- [Source extract]
22. A non-transitory computer readable storage medium having computer-executable instructions stored thereon that, when executed by processor circuitry, cause the processor circuitry to perform a method according to any one of claims 13 to 17.
23. A device comprising the non-transitory computer readable storage medium as claimed in claim 22.
24. A device as claimed in claim 23, wherein the device comprises a mobile telephone, an audio player, a video player, a mobile computing platform, a games device, a remote controller device, a toy, a machine, or a home automation controller or a domestic appliance.
25. A method of liveness detection in a device, the method comprising:
receiving a speech signal from a voice source;
generating and transmitting an ultrasound signal through a transducer of the device;
detecting a reflection of the transmitted ultrasound signal;
detecting Doppler shifts in the reflection of the generated ultrasound signal; and identifying whether the received speech signal is indicative of liveness of a speaker based on the detected Doppler shifts,
and the method further comprising:
obtaining information about a position of the device; and
adapting the generating and transmitting of the ultrasound signal based on the information about the position of the device.
26. A method according to claim 25, wherein adapting the generating and transmitting of the ultrasound signal comprises:
adjusting a transmit power of the ultrasound signal.
27. A method according to claim 25 or 26, wherein the device has multiple transducers, and wherein adapting the generating and transmitting of the ultrasound signal comprises:
selecting the transducer in which the ultrasound signal is generated.
28. A method according to claim 25, 26 or 27, wherein obtaining information about a position of the device comprises obtaining information about an orientation of the device.
29. A method according to claim 25, 26, 27 or 28, wherein obtaining information about a position of the device comprises obtaining information about a distance of the device from the voice source.
30. A method according to claim 25, wherein the device is a mobile phone comprising at least a first transducer at a lower end of the device and a second transducer at an upper end of the device, and wherein adapting the generating and transmitting of the ultrasound signal based on the information about the position of the device comprises:
transmitting the ultrasound signal from the first transducer at an intensity in the range of 70-90dB SPL at 1 cm if the information about the position of the device indicates that the device is being used in a close talk mode.

- [Written exercise 1] Output the passage of the claims excerpt that begins with the words containing "26. A method" and ends with "the ultrasound signal.", keeping it verbatim.

[Some records]

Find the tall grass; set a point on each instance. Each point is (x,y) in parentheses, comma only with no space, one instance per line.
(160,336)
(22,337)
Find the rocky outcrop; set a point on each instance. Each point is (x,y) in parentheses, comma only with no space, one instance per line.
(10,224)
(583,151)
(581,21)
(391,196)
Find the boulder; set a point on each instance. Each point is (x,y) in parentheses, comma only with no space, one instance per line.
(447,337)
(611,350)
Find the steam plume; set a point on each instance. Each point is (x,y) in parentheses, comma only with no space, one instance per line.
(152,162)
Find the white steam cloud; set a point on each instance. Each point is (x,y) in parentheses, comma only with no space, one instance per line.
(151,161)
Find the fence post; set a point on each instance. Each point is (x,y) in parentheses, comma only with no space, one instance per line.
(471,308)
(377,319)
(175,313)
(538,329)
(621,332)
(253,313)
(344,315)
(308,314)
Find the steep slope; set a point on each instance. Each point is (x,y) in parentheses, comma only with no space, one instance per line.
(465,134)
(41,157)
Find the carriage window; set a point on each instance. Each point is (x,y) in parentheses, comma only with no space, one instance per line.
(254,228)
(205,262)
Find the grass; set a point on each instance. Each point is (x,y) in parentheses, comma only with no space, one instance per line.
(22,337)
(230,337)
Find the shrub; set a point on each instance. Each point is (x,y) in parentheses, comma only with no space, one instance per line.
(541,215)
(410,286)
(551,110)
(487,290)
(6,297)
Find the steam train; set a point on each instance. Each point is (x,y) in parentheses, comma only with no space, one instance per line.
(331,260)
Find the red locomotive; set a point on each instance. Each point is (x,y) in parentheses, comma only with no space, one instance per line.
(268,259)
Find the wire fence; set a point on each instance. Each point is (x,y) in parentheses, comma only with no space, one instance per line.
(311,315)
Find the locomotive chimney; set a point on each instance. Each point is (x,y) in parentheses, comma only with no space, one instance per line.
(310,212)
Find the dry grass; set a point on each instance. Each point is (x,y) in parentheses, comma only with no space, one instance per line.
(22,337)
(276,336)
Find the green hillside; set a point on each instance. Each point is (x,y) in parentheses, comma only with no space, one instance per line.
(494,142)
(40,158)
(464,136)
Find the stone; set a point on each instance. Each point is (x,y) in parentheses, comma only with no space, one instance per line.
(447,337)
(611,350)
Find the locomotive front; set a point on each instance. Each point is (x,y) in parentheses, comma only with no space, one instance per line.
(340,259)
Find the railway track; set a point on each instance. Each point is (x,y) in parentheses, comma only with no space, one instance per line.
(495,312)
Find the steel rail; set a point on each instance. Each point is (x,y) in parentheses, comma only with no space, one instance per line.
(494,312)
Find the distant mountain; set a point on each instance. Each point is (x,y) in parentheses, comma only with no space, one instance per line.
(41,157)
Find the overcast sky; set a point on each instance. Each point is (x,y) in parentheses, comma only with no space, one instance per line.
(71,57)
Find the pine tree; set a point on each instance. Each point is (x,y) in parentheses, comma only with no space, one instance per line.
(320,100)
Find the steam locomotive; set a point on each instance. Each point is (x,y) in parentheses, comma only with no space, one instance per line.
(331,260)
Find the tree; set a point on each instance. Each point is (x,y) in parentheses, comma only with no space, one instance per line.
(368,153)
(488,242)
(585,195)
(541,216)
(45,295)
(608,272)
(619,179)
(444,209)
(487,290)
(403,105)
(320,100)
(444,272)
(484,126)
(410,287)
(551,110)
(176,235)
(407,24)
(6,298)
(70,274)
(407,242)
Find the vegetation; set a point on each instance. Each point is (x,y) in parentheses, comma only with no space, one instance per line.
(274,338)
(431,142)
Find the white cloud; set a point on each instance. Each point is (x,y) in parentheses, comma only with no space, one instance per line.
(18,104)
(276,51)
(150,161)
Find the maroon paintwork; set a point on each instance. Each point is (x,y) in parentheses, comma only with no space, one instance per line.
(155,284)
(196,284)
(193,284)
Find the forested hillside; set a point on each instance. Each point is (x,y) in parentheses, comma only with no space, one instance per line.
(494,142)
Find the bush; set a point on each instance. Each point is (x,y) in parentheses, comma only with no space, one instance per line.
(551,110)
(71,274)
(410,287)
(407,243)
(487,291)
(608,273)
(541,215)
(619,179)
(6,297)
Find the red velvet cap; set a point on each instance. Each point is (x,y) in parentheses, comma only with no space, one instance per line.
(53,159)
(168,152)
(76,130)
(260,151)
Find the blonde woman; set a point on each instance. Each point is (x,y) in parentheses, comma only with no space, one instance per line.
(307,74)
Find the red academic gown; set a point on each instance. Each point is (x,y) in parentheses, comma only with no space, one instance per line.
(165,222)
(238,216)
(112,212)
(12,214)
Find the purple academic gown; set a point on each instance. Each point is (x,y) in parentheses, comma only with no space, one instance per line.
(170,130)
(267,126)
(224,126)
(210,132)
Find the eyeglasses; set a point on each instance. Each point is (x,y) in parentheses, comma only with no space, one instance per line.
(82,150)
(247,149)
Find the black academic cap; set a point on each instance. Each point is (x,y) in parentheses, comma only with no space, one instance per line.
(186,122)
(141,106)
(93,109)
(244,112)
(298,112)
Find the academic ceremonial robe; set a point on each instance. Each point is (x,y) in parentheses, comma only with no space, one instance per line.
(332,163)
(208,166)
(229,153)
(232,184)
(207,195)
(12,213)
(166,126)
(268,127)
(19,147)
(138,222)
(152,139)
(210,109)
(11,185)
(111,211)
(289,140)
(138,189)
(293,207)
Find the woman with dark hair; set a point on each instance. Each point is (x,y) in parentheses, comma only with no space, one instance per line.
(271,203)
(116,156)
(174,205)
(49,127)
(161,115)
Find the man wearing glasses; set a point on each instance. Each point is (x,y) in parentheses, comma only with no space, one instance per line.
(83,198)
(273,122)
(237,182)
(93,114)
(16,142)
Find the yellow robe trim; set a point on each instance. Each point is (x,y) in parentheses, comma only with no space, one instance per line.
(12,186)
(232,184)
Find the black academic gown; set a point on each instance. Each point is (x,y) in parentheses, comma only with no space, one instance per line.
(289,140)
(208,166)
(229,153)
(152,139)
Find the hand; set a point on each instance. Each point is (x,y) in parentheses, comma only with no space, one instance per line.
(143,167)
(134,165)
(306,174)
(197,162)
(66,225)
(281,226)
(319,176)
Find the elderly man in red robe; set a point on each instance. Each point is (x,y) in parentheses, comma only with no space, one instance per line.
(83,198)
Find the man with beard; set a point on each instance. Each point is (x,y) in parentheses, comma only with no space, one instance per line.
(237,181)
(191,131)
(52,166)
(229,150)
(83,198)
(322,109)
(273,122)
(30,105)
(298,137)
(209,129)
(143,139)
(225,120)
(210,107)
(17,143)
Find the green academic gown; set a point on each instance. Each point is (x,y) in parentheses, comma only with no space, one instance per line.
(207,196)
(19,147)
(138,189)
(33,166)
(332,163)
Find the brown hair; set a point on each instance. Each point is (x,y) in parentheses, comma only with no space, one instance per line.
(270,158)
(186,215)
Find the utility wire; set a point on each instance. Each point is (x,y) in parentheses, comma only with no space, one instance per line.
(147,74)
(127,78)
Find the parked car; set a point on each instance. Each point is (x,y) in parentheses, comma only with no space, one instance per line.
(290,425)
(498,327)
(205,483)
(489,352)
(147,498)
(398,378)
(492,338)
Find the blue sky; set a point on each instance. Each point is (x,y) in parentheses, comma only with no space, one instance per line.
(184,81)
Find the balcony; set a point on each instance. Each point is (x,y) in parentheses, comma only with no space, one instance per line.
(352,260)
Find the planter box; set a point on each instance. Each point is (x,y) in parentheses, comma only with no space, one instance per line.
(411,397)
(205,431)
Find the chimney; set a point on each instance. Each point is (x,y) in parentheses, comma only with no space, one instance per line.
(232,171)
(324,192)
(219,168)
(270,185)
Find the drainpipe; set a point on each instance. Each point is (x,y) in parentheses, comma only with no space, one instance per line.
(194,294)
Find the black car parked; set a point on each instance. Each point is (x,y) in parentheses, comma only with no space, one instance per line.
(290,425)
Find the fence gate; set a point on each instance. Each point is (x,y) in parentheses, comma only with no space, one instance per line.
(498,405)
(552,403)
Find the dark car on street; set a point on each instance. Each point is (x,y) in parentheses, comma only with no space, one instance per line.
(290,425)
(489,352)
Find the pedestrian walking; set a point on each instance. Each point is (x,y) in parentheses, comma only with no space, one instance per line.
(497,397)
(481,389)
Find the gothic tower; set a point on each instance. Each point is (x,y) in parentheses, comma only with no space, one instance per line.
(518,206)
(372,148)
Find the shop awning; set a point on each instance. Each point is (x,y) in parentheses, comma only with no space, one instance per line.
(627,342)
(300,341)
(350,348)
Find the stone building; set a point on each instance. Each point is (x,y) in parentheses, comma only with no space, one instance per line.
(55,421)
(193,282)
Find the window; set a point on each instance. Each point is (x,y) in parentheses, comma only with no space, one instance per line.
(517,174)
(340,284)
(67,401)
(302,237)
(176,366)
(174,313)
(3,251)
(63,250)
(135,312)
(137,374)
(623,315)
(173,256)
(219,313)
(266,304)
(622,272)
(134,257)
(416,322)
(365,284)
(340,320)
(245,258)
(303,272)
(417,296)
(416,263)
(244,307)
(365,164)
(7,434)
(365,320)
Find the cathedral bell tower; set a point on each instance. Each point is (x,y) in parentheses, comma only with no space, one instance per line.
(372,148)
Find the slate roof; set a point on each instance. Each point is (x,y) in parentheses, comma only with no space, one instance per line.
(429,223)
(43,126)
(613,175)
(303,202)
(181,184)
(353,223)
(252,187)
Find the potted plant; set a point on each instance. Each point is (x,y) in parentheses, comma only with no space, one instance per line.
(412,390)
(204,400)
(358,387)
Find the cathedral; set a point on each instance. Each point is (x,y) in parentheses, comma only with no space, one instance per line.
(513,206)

- [Written exercise 2] Format the records from the line containing "Find the stone building;" through the end of the records as a Markdown table with the columns Row and Line, omitting blank lines.

- [Written response 1]
26. A method according to claim 25, wherein adapting the generating and transmitting of the ultrasound signal comprises:
adjusting a transmit power of the ultrasound signal.

- [Written response 2]
| Row | Line |
|---|---|
| 1 | Find the stone building; set a point on each instance. Each point is (x,y) in parentheses, comma only with no space, one instance per line. |
| 2 | (55,421) |
| 3 | (193,282) |
| 4 | Find the window; set a point on each instance. Each point is (x,y) in parentheses, comma only with no space, one instance per line. |
| 5 | (517,174) |
| 6 | (340,284) |
| 7 | (67,401) |
| 8 | (302,237) |
| 9 | (176,366) |
| 10 | (174,313) |
| 11 | (3,251) |
| 12 | (63,250) |
| 13 | (135,312) |
| 14 | (137,374) |
| 15 | (623,315) |
| 16 | (173,256) |
| 17 | (219,313) |
| 18 | (266,304) |
| 19 | (622,272) |
| 20 | (134,257) |
| 21 | (416,322) |
| 22 | (365,284) |
| 23 | (340,320) |
| 24 | (245,258) |
| 25 | (303,272) |
| 26 | (417,296) |
| 27 | (416,263) |
| 28 | (244,307) |
| 29 | (365,164) |
| 30 | (7,434) |
| 31 | (365,320) |
| 32 | Find the cathedral bell tower; set a point on each instance. Each point is (x,y) in parentheses, comma only with no space, one instance per line. |
| 33 | (372,148) |
| 34 | Find the slate roof; set a point on each instance. Each point is (x,y) in parentheses, comma only with no space, one instance per line. |
| 35 | (429,223) |
| 36 | (43,126) |
| 37 | (613,175) |
| 38 | (303,202) |
| 39 | (181,184) |
| 40 | (353,223) |
| 41 | (252,187) |
| 42 | Find the potted plant; set a point on each instance. Each point is (x,y) in parentheses, comma only with no space, one instance per line. |
| 43 | (412,390) |
| 44 | (204,400) |
| 45 | (358,387) |
| 46 | Find the cathedral; set a point on each instance. Each point is (x,y) in parentheses, comma only with no space, one instance per line. |
| 47 | (513,206) |